• Exercise instructions:
Reproduce every line of the data below word for word.

• Input records:
▼

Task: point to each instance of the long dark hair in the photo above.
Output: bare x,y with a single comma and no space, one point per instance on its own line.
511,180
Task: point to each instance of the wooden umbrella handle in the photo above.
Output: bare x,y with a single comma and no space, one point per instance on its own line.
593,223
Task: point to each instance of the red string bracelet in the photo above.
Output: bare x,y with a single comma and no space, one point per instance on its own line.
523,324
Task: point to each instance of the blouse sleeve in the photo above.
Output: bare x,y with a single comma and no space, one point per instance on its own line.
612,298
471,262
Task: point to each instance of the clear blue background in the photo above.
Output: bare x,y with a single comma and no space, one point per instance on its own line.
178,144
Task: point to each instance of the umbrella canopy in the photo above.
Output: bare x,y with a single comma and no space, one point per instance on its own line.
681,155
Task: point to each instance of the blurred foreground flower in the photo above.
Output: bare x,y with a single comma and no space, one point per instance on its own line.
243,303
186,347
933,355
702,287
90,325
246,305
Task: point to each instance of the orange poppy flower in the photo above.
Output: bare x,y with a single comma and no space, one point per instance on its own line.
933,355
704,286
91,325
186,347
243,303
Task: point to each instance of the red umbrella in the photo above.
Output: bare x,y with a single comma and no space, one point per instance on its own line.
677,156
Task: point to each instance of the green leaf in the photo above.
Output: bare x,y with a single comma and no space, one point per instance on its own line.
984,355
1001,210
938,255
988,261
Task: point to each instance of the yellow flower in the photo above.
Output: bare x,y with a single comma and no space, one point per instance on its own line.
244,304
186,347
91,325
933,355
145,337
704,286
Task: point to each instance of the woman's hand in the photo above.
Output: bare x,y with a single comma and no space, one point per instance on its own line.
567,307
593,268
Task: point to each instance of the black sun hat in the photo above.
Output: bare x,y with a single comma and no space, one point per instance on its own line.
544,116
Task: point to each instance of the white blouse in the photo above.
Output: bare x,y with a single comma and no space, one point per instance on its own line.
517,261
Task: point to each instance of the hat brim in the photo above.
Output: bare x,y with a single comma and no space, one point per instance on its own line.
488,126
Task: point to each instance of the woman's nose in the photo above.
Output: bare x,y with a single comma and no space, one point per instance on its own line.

▲

• Output:
Task: point to each instance of the long dark hair in the photo above.
Output: bare x,y with a single comma and no space, one point per instance on its own line.
511,180
Task: point to each instance of the wooden umbrella handle in the photo above.
Output: bare x,y with a single comma and no space, one point per instance on its own line.
593,223
Task: point to each instance of the red string bracelet in the photo above.
Output: bare x,y with a single comma and no space, one point per instance on its own line.
523,324
Task: point to each instance of the blouse sleeve in the photo above.
Output: bare x,y with a single comma and no space, one point per instance on its own line.
612,298
471,262
Task: point to each instance of the clear blue background in the photo above.
Output: bare x,y with a single comma and no space, one point per instance on its own line.
178,144
Task: point to each instance of the umbrella canopy in the photo above.
Output: bare x,y with a single comma and no space, one point per instance on its own line.
681,155
Task: point to each instance of the blurred foreground flower in the photo above.
Output: bare x,y with a single comma and no space, one point per instance on its own line.
243,303
186,347
933,355
702,287
90,325
246,305
Task: point to each instance of the orange poppy flower in the photo above.
Output: bare x,y with a single comma and no space, one point per instance on its own line.
933,355
704,286
91,325
186,347
243,303
Task: point to each instance of the red umbrella in the photo above.
Output: bare x,y with a single comma and no space, one point per instance on its own line.
677,156
Task: point to each instance of the green leaf in the photo above.
Output: bare x,y with a single comma and no space, one point per instance on its own line.
984,355
1001,210
938,255
988,261
Task: point to each instance of the yellow flower in the photo above.
Output: bare x,y with a single comma and no space, one point per instance on its own line.
244,304
186,347
91,325
933,355
145,337
704,286
Task: point to each instance of the woman's hand in the photo above.
Output: bare x,y with a single comma and no space, one point per instance on its own line.
567,307
593,268
Task: point to each instance of the black sun hat in the photo above.
Output: bare x,y with a single comma and no space, one point per instance on its own line.
544,116
Task: point to each instance of the white blouse in the photo above.
Output: bare x,y with a single comma and no space, one point per instance on its own line.
517,261
Task: point to each instance of the hat brim in the photo above.
Output: bare x,y with a single comma and no space, one point per instance on its own line.
488,126
Task: point to each instance of the woman's nose in the photo above.
Output: bare x,y with a single comma and no space, one point per instance on its own line.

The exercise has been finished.